§ **Exercise**
Which lines in the records below contain the string "positive"? Find each one and copy it whole, matching case exactly.

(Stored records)
-----
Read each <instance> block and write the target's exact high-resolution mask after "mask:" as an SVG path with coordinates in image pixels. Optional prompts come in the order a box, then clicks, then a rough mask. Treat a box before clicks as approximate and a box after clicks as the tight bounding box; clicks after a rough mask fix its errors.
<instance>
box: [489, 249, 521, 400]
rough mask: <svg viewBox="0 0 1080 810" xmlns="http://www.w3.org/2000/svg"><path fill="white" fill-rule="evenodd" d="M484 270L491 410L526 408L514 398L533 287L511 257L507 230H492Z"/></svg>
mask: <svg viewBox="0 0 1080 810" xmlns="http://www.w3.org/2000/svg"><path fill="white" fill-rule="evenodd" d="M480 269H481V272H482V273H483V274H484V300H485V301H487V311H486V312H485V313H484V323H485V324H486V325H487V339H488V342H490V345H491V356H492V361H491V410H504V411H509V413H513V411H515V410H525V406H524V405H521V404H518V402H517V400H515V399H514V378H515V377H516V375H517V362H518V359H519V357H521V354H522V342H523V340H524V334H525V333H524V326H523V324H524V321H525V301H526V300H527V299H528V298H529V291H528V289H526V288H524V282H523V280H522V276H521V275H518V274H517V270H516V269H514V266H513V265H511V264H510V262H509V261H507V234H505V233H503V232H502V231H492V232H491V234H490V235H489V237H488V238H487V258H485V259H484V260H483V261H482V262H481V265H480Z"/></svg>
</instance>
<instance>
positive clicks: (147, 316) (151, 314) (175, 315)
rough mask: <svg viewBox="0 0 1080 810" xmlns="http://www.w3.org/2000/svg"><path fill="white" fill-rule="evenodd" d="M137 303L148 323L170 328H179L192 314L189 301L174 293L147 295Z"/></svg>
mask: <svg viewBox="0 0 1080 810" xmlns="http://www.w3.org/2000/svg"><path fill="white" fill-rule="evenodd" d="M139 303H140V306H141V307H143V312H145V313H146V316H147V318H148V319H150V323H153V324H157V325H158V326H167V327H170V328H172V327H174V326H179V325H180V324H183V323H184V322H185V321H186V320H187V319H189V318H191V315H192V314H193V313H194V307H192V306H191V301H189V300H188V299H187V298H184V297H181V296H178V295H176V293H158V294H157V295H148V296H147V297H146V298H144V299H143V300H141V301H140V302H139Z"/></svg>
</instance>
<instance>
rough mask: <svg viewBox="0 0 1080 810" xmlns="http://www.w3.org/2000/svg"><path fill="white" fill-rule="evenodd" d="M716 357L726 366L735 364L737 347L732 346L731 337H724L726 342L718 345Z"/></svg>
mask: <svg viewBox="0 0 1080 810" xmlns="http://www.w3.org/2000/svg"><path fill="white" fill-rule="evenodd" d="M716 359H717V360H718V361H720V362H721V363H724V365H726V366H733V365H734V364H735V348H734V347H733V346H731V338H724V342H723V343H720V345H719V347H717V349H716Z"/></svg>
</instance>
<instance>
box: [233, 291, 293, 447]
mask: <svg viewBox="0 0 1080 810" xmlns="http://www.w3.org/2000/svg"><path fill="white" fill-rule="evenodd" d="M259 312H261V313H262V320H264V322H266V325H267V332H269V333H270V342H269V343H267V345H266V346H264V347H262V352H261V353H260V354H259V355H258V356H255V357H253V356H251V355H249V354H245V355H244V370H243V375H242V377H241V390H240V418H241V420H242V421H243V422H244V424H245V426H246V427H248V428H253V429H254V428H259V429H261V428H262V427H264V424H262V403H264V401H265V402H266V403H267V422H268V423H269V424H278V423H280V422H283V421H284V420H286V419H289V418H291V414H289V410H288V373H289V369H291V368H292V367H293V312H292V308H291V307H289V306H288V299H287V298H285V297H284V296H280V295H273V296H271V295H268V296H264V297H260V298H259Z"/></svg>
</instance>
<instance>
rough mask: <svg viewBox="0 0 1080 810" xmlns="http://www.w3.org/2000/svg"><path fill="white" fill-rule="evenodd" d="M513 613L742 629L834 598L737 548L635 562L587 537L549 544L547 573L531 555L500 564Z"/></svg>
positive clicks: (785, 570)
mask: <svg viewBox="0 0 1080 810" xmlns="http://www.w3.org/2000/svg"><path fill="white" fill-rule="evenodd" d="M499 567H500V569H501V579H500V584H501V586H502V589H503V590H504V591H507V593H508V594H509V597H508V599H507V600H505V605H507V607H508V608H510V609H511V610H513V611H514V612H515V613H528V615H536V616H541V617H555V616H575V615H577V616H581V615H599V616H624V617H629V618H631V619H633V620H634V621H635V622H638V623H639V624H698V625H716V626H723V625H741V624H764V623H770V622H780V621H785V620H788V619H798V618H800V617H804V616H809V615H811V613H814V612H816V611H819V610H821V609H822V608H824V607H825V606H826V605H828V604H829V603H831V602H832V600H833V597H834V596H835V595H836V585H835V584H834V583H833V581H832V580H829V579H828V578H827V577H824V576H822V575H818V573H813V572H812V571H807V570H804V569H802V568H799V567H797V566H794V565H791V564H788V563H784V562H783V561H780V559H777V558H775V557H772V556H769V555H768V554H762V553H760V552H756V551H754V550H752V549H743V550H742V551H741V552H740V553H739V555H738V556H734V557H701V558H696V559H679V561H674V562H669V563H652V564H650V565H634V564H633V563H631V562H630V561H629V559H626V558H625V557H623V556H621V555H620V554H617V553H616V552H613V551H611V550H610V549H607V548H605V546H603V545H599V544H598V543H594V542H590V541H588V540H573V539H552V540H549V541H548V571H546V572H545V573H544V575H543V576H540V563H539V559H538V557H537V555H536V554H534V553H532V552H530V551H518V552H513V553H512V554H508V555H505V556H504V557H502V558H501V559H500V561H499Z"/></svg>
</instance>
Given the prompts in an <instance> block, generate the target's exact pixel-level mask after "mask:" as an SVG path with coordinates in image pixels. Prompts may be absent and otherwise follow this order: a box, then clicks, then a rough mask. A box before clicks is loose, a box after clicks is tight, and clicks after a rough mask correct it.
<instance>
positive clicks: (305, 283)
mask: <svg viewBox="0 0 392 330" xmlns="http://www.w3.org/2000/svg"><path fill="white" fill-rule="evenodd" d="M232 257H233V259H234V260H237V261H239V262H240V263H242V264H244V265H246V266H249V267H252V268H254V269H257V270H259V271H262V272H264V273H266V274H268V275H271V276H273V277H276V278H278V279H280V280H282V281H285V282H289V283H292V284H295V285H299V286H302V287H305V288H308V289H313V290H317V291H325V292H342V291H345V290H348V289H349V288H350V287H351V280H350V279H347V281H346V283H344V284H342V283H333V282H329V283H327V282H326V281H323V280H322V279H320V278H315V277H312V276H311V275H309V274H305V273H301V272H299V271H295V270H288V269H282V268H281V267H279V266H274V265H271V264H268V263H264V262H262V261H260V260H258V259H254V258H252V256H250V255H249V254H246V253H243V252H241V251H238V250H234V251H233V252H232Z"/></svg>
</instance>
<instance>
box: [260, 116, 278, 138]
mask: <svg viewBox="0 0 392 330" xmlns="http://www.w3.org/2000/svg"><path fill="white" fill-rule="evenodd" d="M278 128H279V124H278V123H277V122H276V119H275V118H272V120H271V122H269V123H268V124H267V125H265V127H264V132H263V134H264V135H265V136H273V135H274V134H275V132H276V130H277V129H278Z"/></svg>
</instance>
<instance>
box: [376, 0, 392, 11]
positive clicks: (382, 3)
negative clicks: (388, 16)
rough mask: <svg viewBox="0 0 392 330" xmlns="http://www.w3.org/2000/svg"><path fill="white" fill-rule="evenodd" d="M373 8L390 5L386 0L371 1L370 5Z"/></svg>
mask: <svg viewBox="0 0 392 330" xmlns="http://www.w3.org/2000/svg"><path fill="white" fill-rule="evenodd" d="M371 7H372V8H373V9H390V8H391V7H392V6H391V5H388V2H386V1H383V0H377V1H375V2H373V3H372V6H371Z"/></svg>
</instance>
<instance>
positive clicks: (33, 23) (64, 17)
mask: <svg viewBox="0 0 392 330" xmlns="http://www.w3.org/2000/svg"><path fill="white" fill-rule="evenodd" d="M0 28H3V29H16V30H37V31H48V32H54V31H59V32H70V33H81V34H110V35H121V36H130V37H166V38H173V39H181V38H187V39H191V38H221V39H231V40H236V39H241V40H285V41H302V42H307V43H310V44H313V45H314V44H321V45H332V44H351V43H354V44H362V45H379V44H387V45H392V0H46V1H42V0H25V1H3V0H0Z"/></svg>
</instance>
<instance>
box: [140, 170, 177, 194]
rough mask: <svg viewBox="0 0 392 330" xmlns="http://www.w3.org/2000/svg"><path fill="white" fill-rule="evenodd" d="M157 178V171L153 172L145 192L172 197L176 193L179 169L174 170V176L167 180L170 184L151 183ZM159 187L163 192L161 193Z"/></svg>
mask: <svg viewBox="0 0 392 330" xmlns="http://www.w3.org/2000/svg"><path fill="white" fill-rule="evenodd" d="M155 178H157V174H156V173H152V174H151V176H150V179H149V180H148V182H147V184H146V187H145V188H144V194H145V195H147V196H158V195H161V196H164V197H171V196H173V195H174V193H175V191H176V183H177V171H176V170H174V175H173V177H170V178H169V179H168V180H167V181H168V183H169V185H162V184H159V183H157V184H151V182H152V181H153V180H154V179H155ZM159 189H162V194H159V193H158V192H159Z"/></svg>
-----
§ **Answer box**
positive clicks: (147, 316) (151, 314) (175, 315)
positive clicks: (785, 570)
positive clicks: (305, 283)
positive clicks: (382, 3)
positive clicks: (33, 23) (64, 17)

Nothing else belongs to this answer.